_Data supplied:_
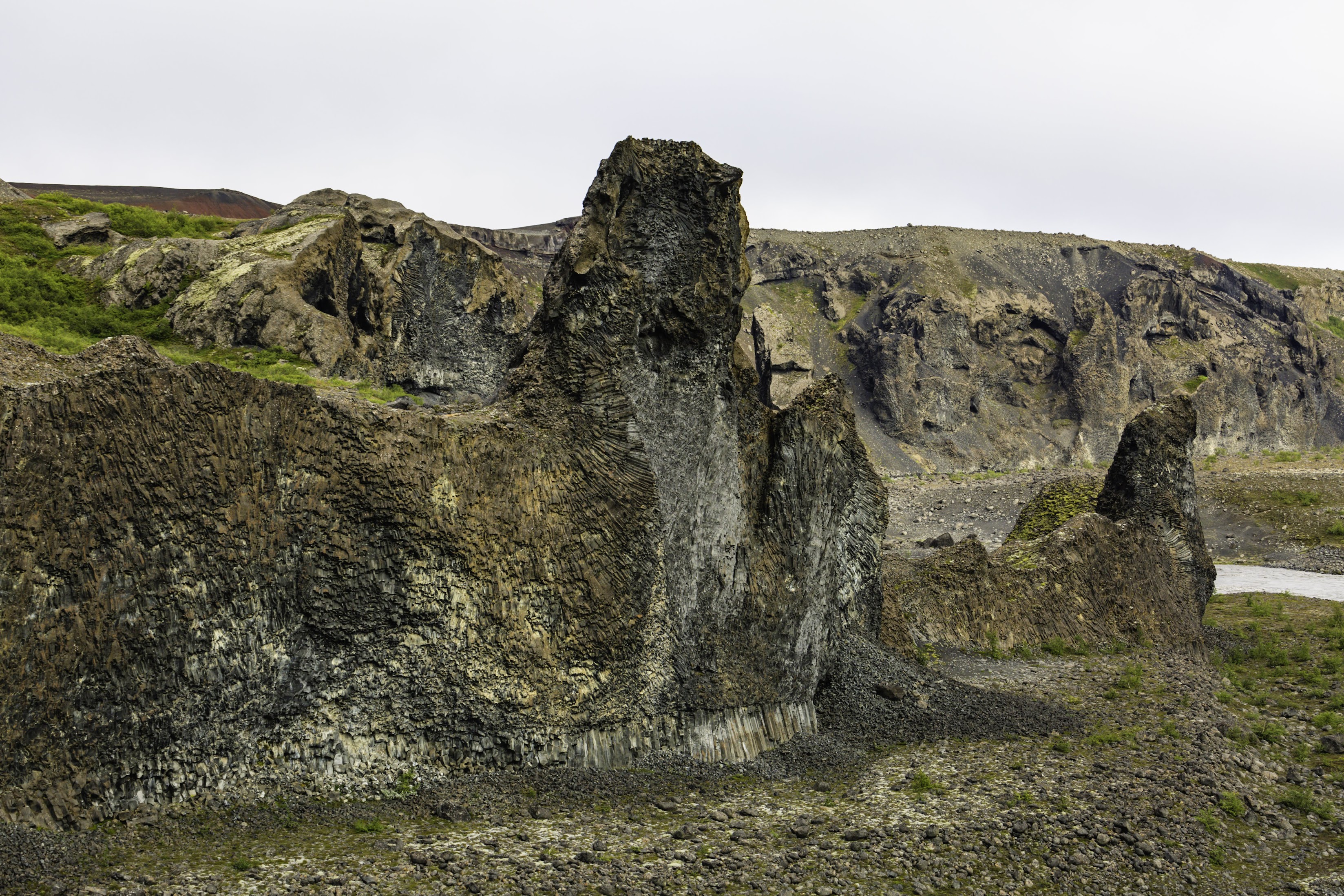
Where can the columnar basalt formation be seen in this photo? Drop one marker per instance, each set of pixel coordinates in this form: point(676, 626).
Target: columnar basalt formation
point(206, 578)
point(994, 350)
point(1088, 562)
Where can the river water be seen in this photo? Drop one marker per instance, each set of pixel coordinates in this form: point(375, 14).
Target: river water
point(1233, 580)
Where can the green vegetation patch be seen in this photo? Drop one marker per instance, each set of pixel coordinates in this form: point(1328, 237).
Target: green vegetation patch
point(1273, 276)
point(1056, 506)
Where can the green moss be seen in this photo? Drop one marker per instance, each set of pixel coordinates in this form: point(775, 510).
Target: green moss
point(1056, 506)
point(136, 221)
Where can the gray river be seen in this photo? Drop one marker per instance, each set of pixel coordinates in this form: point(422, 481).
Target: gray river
point(1233, 580)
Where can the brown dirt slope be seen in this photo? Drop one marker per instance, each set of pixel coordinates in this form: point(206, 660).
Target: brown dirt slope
point(225, 204)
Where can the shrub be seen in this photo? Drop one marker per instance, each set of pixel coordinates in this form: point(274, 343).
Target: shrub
point(1303, 800)
point(1329, 718)
point(921, 783)
point(1231, 804)
point(1107, 737)
point(1296, 499)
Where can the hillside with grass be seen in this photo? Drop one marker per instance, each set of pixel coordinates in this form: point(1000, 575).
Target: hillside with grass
point(62, 314)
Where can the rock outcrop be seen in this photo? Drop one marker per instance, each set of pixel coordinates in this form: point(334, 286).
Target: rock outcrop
point(10, 194)
point(363, 287)
point(213, 584)
point(223, 204)
point(1088, 562)
point(984, 350)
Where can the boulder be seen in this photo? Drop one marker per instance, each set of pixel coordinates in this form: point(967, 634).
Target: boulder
point(365, 288)
point(1086, 562)
point(82, 230)
point(628, 553)
point(10, 194)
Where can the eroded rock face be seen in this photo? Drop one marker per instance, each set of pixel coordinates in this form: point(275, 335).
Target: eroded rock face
point(11, 194)
point(977, 350)
point(363, 287)
point(1152, 481)
point(82, 230)
point(206, 577)
point(1088, 561)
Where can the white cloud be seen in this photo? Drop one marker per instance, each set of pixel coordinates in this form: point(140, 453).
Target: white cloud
point(1202, 124)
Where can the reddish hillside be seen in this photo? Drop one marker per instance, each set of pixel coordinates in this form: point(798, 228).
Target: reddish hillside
point(226, 204)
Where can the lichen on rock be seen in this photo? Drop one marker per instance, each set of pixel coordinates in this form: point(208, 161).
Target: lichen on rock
point(205, 574)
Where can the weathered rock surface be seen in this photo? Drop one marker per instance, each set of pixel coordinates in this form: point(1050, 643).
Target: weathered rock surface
point(205, 577)
point(984, 350)
point(363, 287)
point(82, 230)
point(1088, 562)
point(10, 194)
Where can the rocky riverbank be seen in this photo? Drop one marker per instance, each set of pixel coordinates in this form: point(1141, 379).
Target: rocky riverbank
point(1154, 773)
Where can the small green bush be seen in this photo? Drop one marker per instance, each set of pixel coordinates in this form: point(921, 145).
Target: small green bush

_Problem requirements:_ Only the pictures are to be left out; all other material is to be output exactly.

_Response below:_
Where can the columnar basalt formation be seen in this photo? Drop one marker per instance, each set of pixel coordinates in this form: point(676, 626).
Target: columnar basalt formation
point(206, 578)
point(994, 350)
point(1088, 562)
Where can the river water be seen in this photo? Drop one marker per instance, each set of pixel coordinates in this form: point(375, 14).
Target: river water
point(1233, 580)
Where can the green vegetation patch be seen in this photo? Drop one marker per instance, each set of pixel coordinates in this form: point(1328, 237).
Target: green vegetation patch
point(1273, 276)
point(1056, 506)
Where can the green moss be seen in this photo? Drop one marker per instance, each set of pixel coordinates in this form: point(775, 510).
Target: green moss
point(1056, 506)
point(136, 221)
Where can the gray river be seen in this photo? Drop one marker per instance, each set of pixel coordinates in this form: point(422, 481).
Target: gray river
point(1233, 580)
Where can the brown dirt slope be seen in this photo? Drop one marker per instance, each set of pixel coordinates in this form: point(206, 660).
Target: brown dirt slope
point(225, 204)
Where can the shrub be seen in this photo? Drop one marker per instance, each set of pixel coordinates in this form: point(274, 343).
Target: shrub
point(1303, 800)
point(1329, 718)
point(921, 783)
point(1231, 804)
point(1107, 737)
point(1296, 499)
Where can the hillside with grass be seen in this photo? Drop one marker per instance, each set of pixel coordinates in this form: point(1000, 575).
Target: hillside with grass
point(62, 314)
Where can the rock outcrop be seen in this photo? Drop one marker per instance, each set of pixel coordinates in this form: point(334, 286).
Target: rock outcrop
point(10, 194)
point(363, 287)
point(213, 584)
point(223, 204)
point(1088, 562)
point(984, 350)
Where can the boulder be seen in this photo? Drop one marker per instance, each set of pixel coordinates in this form: point(967, 634).
Target: boulder
point(365, 288)
point(1086, 562)
point(82, 230)
point(628, 553)
point(10, 194)
Where can the eroded rock face be seen in this photo? Drop one marker per instance, each set of pixel coordinates in this form: point(275, 335).
Target: eroded rock face
point(11, 194)
point(977, 350)
point(363, 287)
point(1152, 481)
point(82, 230)
point(206, 577)
point(1088, 561)
Where can the white cloud be seen in this photo? Drop one marker per instance, each set of pixel coordinates in this form: point(140, 453).
Target: white cloud
point(1202, 124)
Where can the reddish hillside be seen in this photo? Drop one marker per instance, each set of pixel coordinates in this form: point(798, 228).
Target: reddish hillside
point(226, 204)
Where can the lichen on rock be seen in this photo? Drop one marker per instance, each set of pixel coordinates in this form: point(208, 161).
Target: lichen on rock
point(205, 574)
Where can the weathered rock surface be seen in this photo? Drop one marker per instance, each set of pixel coordinates in this form: point(1050, 643).
Target: weathered rock surface
point(205, 577)
point(984, 350)
point(363, 287)
point(82, 230)
point(1088, 562)
point(10, 194)
Where can the rocky riverbank be seen in this photo? Drop one marker per instance, each set of pixel coordinates in this form: point(1141, 379).
Target: rocky riverbank
point(1154, 773)
Where can the small green bush be seen in this photo? Drop one marker per instance, each set of pixel coordinates in this form: point(921, 145).
Target: small green bush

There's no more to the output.